> PROVIDED PASSAGE
· · ·

Bad news, to quote Richard Stallman:

[[[ To any NSA and FBI agents reading my email: please consider    ]]]
[[[ whether defending the US Constitution against all enemies,     ]]]
[[[ foreign or domestic, requires you to follow Snowden's example. ]]]

Please delete the page
https://directory.fsf.org/wiki/Free_Software_Directory:Free_System_Distribution_Guidelines_Blacklist_Rescue.
That information is not supposed to be on our web sites!

We have a rule that we don't even mention the name of a nonfree program
unless it is very widely known.  We do not want to inform people people
that these programs exist.

Please delete the page and ack.

--
Dr Richard Stallman
President, Free Software Foundation (https://gnu.org, https://fsf.org)
Internet Hall-of-Famer (https://internethalloffame.org)
Skype: No way! See https://stallman.org/skype.html.


On 2018-01-23 08:31, bill-auger wrote:
the issues discussed in previous thread (non-free vs anti-feature
blacklists) are mostly just details and could always be changed at a
later time - the only thing i am asking for now are some special
"Category:" pages for grouping the items, which requires admin
privileges - it matters not at all where they are to be referenced or
grafted onto any external hierarchy - they do not strictly need to exist
yet, but that all of the items i add would have "red" links to their
categories and would be essentially un-categorized until those special
category pages are actually created

regarding the "semantic" templates: as i understand, they are elaborate
data structures for the purpose of categorizing items sharing various
common, well-defined search-able properties; but there is very little
information like that in the blacklist data that would be appropriate
for these sort of "tags" other than the one single property that is
which of the categories that i have proposed each belongs to - the
important information is in the detailed descriptions that are not
appropriate for those semantic templates - for that reason (that there
is only one common property to categorize on), the "Category:" pages
alone serve the same purpose

the btw the existing
"List_of_software_that_does_not_respect_the_Free_System_Distribution_Guidelines"

· · ·

> WHAT TO DO
Edit the stretch of the email from "Bad news, to" through "these programs exist.", replacing "web sites" with "websites", and return that stretch. You won't need the entries for this.

· · ·

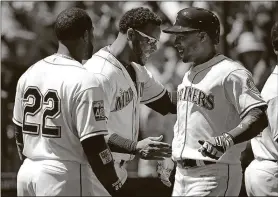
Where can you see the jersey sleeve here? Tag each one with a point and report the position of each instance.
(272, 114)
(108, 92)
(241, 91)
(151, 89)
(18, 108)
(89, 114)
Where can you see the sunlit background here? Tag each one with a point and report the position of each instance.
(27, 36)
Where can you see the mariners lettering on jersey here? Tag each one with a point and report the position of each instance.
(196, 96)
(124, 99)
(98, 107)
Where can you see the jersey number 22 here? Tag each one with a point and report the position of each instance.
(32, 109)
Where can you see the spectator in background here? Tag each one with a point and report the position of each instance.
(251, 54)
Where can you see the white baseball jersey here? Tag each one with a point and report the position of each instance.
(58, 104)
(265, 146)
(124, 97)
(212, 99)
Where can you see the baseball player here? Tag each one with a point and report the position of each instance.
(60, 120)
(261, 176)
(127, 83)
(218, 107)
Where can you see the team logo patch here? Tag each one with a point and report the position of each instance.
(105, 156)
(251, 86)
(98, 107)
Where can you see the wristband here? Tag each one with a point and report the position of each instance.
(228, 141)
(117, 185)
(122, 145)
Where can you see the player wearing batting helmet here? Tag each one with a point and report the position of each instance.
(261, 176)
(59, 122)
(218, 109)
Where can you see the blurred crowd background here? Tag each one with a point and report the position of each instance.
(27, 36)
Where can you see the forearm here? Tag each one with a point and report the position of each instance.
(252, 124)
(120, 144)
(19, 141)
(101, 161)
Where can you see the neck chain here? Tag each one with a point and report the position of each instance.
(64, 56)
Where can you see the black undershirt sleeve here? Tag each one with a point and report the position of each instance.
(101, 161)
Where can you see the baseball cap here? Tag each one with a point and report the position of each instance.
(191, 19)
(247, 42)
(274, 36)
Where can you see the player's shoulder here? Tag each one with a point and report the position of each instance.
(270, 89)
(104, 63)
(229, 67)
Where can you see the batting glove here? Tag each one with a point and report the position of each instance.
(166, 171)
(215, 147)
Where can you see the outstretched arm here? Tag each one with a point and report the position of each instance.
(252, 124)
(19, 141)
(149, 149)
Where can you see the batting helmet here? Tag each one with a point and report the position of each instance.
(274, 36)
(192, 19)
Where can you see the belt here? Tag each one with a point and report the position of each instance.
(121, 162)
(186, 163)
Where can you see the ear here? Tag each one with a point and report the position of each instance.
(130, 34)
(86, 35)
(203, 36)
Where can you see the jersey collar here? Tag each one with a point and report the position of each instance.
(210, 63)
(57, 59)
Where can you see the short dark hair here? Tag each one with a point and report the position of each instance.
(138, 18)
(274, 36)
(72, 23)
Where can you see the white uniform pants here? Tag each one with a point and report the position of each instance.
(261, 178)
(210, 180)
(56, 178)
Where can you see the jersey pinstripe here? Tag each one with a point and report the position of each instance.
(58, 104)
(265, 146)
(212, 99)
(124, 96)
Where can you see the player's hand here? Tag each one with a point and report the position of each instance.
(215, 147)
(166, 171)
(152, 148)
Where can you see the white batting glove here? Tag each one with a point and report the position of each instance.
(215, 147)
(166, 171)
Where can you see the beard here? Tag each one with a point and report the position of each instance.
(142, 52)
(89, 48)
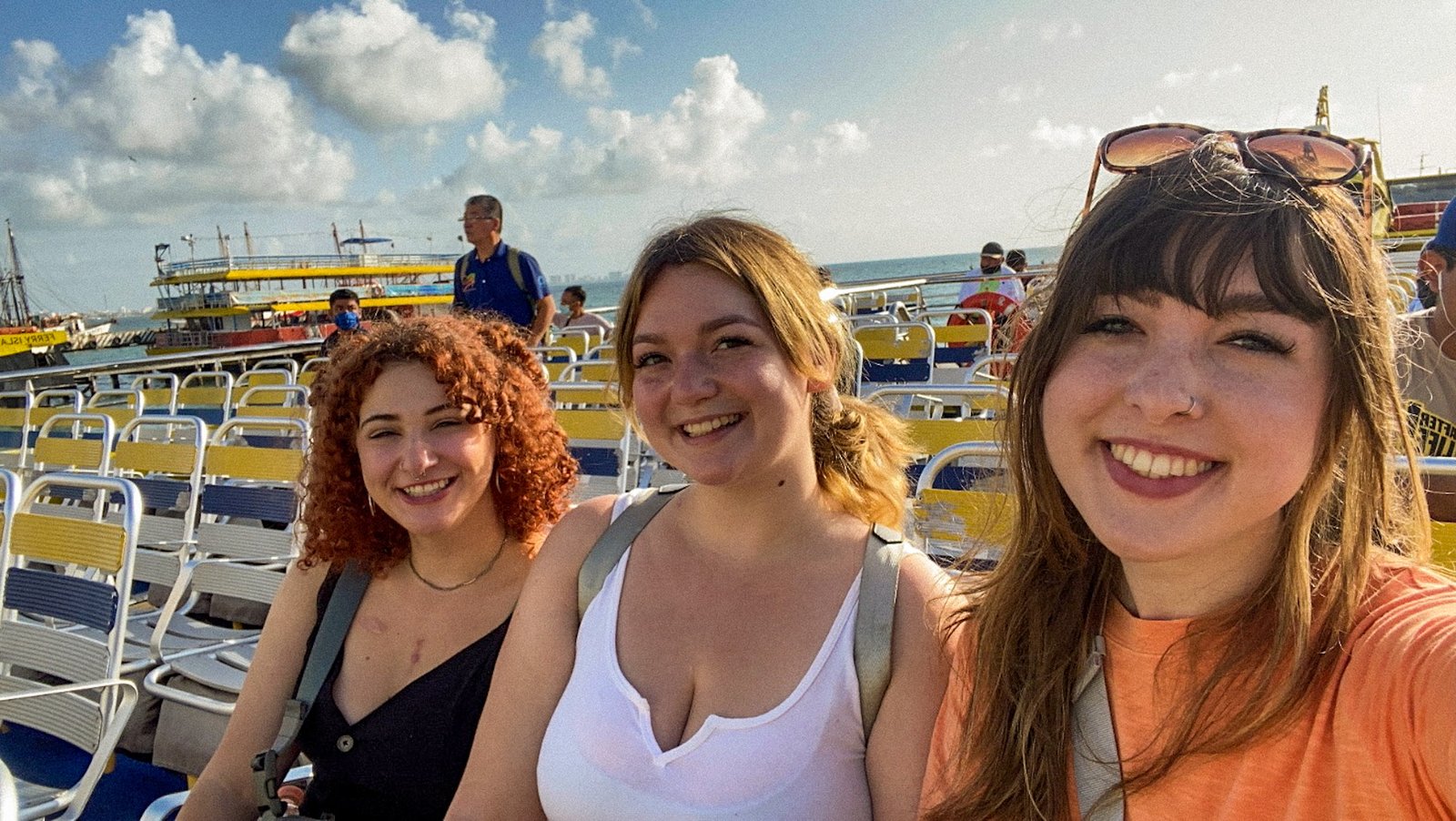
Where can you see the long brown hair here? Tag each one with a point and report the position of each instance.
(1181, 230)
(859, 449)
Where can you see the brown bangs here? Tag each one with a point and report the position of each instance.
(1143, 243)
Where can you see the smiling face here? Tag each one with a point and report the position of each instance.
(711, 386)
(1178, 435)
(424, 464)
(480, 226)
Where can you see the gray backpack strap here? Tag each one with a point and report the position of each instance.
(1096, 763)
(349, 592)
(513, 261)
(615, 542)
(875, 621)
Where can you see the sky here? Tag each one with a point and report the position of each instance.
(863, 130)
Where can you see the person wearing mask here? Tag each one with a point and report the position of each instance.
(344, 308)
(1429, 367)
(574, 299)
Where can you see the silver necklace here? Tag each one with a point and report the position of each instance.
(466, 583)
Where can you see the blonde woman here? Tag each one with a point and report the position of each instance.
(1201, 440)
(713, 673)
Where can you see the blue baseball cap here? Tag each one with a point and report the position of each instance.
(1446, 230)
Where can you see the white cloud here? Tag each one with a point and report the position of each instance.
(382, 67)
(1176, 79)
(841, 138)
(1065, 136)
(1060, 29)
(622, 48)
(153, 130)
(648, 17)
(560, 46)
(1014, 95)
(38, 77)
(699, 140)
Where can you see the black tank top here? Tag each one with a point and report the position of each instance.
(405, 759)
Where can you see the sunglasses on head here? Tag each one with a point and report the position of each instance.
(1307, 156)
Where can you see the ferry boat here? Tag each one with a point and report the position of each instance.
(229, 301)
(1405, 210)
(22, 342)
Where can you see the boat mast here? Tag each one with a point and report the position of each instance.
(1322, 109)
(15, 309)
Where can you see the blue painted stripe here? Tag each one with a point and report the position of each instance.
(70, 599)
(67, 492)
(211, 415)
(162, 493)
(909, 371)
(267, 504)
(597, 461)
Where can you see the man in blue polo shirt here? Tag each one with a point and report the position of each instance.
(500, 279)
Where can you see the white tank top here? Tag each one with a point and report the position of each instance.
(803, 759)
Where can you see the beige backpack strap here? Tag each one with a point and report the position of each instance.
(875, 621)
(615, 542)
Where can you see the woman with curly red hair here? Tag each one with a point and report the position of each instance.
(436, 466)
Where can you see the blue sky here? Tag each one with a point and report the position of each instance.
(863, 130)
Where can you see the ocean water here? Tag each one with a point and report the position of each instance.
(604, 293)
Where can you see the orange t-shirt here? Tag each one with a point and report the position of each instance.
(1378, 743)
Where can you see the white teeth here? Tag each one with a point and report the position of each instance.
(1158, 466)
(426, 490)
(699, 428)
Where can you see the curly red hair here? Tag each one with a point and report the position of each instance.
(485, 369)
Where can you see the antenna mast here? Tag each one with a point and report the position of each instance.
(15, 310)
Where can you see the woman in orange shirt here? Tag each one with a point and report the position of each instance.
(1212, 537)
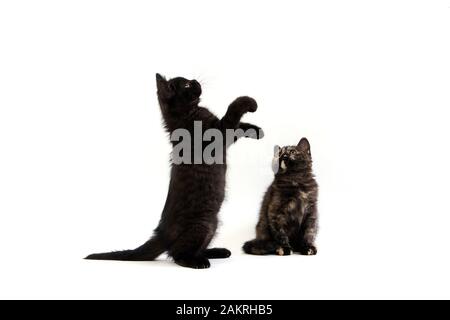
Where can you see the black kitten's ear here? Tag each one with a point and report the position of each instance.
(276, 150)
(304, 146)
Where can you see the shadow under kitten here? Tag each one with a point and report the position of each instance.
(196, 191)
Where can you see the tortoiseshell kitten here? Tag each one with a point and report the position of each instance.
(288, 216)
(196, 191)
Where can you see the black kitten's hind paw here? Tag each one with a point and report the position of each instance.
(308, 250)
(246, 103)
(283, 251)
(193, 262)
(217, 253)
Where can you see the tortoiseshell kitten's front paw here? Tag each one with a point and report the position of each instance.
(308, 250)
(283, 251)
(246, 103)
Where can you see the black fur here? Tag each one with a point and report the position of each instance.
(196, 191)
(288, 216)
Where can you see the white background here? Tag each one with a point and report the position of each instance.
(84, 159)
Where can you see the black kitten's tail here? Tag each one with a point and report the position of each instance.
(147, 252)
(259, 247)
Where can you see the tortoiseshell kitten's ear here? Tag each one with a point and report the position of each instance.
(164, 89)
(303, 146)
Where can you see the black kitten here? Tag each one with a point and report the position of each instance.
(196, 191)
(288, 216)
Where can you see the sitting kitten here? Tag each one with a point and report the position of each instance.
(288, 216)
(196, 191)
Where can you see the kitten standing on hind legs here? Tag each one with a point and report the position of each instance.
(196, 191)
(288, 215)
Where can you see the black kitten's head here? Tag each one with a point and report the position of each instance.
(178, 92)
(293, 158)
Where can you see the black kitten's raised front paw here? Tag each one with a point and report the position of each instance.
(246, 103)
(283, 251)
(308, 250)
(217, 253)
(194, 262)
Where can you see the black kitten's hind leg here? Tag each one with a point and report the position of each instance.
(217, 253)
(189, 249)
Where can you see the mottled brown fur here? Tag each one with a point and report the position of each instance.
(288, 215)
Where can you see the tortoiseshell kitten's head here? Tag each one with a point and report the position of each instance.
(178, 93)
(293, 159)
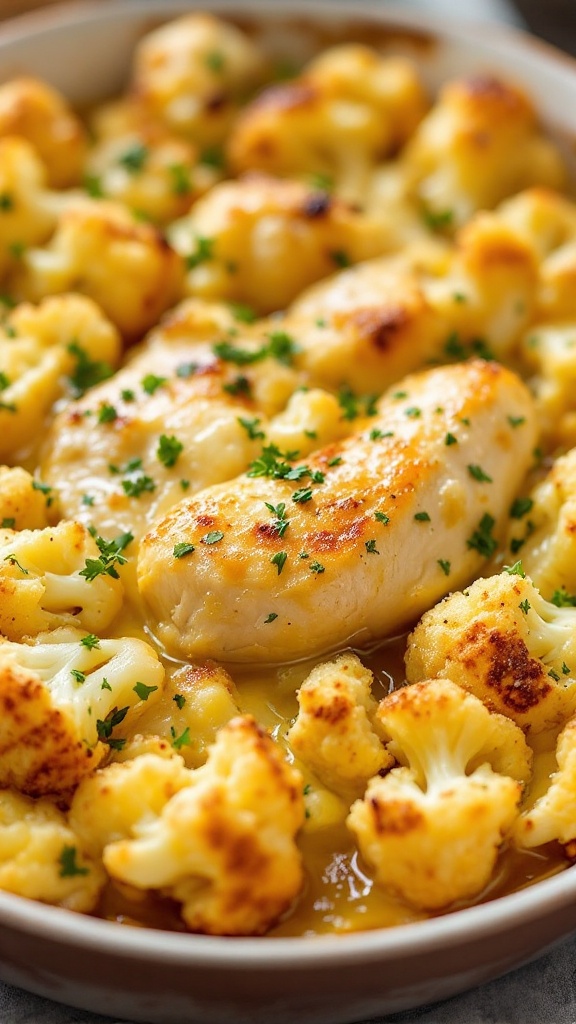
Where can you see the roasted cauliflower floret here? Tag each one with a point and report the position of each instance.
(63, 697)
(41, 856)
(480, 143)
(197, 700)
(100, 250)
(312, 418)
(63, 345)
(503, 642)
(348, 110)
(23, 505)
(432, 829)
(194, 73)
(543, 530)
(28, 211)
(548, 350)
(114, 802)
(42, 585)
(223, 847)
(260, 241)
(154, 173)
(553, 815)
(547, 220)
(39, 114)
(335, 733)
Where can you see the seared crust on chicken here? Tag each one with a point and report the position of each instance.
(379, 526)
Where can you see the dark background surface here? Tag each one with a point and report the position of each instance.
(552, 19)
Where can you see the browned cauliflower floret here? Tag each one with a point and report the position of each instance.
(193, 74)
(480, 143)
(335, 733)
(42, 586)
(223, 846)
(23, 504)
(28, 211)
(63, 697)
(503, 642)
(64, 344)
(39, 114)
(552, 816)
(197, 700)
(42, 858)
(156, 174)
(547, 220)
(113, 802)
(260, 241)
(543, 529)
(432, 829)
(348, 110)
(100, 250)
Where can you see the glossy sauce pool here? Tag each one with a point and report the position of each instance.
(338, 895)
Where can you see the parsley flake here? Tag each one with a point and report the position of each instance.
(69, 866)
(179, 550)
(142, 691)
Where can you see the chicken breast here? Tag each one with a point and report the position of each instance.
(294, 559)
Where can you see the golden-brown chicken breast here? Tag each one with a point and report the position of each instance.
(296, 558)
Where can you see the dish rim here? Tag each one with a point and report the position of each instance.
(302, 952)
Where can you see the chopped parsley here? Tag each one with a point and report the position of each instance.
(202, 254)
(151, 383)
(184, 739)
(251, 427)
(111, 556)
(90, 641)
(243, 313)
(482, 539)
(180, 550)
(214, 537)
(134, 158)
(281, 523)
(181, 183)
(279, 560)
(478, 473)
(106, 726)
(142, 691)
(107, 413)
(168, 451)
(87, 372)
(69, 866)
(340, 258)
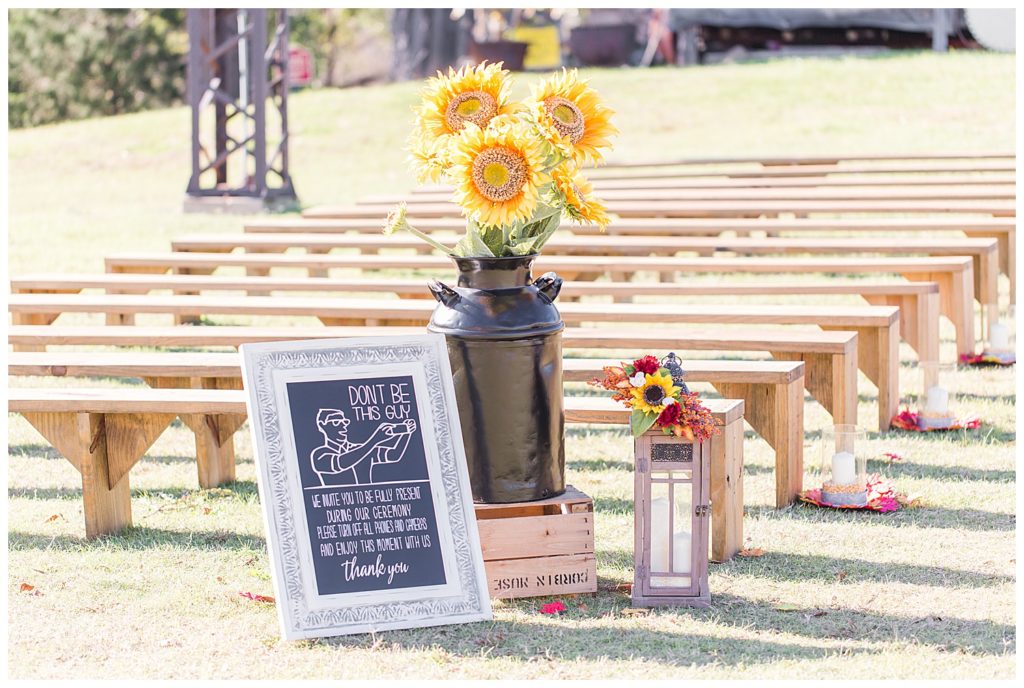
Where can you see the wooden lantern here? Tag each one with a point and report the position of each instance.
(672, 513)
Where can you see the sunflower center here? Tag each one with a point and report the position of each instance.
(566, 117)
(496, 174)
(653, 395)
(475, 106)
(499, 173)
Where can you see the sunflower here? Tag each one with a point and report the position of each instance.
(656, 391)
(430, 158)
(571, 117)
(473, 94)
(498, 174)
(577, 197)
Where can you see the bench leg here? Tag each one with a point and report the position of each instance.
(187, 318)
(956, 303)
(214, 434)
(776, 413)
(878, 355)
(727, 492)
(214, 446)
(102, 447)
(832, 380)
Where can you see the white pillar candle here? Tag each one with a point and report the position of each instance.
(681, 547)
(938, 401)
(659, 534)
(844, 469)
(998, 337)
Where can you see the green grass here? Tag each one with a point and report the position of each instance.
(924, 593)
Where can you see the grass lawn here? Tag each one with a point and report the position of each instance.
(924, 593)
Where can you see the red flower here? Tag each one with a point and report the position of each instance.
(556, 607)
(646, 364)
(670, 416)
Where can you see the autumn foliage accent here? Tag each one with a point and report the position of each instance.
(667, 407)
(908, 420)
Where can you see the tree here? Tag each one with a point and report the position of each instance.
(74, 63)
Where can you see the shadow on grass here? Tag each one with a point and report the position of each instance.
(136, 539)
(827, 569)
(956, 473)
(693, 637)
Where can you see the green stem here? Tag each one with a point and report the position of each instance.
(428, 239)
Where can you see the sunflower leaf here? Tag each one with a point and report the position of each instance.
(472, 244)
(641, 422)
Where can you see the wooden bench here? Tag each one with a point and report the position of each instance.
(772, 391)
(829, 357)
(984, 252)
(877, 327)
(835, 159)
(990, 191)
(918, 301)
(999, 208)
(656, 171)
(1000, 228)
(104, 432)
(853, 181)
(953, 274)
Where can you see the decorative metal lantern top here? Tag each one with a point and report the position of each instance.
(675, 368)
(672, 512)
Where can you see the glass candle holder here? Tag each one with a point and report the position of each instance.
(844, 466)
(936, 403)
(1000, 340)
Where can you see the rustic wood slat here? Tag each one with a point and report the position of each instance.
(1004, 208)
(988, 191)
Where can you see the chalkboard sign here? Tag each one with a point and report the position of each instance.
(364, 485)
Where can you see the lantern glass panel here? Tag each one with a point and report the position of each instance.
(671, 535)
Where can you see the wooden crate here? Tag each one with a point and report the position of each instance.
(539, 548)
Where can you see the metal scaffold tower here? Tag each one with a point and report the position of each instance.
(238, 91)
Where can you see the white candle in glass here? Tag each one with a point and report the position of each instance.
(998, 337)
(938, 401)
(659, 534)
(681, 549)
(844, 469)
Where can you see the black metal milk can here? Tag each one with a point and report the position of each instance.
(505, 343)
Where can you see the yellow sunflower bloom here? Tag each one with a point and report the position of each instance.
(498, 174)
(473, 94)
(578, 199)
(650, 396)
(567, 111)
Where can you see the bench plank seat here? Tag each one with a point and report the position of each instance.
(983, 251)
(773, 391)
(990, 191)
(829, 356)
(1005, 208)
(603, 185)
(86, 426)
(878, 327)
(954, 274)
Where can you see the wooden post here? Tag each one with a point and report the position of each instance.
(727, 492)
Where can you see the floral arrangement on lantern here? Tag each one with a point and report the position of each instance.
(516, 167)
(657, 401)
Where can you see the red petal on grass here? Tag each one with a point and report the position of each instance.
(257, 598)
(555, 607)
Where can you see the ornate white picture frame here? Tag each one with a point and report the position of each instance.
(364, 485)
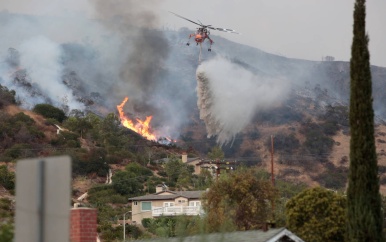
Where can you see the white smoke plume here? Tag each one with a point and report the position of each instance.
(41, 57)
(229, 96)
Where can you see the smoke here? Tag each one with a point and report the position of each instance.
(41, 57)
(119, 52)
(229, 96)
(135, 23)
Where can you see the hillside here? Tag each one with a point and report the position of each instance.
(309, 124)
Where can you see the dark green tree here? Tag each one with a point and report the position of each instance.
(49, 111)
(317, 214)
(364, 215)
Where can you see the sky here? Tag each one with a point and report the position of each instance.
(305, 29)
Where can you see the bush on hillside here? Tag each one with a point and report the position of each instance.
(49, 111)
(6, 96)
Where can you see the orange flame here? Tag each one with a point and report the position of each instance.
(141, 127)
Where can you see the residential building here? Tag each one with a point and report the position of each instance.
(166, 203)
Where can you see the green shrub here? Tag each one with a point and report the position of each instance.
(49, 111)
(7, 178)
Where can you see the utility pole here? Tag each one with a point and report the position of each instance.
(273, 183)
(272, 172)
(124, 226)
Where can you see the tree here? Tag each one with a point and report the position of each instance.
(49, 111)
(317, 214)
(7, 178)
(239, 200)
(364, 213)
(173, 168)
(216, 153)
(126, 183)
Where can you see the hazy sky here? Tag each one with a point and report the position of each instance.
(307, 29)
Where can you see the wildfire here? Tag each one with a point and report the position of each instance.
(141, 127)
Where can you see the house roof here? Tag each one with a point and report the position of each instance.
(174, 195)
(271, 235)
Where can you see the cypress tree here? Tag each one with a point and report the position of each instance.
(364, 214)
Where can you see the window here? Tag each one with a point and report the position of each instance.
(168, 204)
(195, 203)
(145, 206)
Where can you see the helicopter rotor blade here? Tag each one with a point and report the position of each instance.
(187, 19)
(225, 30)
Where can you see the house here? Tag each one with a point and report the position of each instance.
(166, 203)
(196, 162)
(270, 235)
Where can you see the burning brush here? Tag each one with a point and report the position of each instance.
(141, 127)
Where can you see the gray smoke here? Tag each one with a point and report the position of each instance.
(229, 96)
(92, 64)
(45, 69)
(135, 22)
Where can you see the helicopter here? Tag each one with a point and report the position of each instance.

· · ·

> CORRECT RESULT
Bad news, to quote Richard Stallman:

[[[ To any NSA and FBI agents reading my email: please consider    ]]]
[[[ whether defending the US Constitution against all enemies,     ]]]
[[[ foreign or domestic, requires you to follow Snowden's example. ]]]

Please delete the page
https://directory.fsf.org/wiki/Free_Software_Directory:Free_System_Distribution_Guidelines_Blacklist_Rescue.
That information is not supposed to be on our websites!

We have a rule that we don't even mention the name of a nonfree program
unless it is very widely known.  We do not want to inform people people
that these programs exist.